* SOURCE *
Plaintiffs alleged that just after Mrs. Roy had boarded the streetcar and was “completing her entry into the car”, it “was negligently subjected to a sudden unusually violent and extraordinary jerking or stopping, which caused her to lose her balance and violently precipitated her to the floor of the car, severely injuring her * *

Defendant corporation, while admitting that Mrs. Roy was a passenger in the car at the time alleged, denied that the car was subjected to any sudden jerk, or jolt, or stop and averred that Mrs. Roy “in some manner unknown to your respondent, and without properly balancing herself or holding on to the stanchions and protections provided on said streetcar, in some manner slipped, tripped and lightly fell to the floor of the respondent’s streetcar.” In the alternative, defendant alleged that Mrs. Roy was guilty of contributory negligence in failing to exercise necessary care and caution.

In the Civil District Court for the Parish of Orleans there was judgment dismissing the suit of plaintiffs, and they have appealed.

* DATASET EXCERPT *
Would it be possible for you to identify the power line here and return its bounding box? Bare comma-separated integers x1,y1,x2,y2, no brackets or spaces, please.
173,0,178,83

* GIVEN EXERCISE 1 *
In the streetcar lawsuit text, what was the defendant's alternative allegation about Mrs. Roy?
* GIVEN EXERCISE 2 *
Carry on the streetcar lawsuit text from its last sentence.

* RESPONSE 1 *
That she was guilty of contributory negligence in failing to exercise necessary care and caution.

* RESPONSE 2 *
It is conceded that if the fault of Mrs. Roy was caused by the sudden and extraordinary jolting or jerking or stopping of the car, the burden was placed upon defendant corporation to show that the jolt or the jerk or the sudden stop was not caused by negligence of its employees or by defects in its equipment.

Since the decision of our Supreme Court in Cusimano v. New Orleans Public Service, Inc., 170 La. 95, 127 So. 376, 378, it has been held in this State that “the burden of proof is on the carrier to show that it was free from any negligence which [427]*427might have caused the accident,” but that in showing this it is not necessary that the carrier show the actual cause, provided that “it does show that the injury occurred through no negligence of its own.”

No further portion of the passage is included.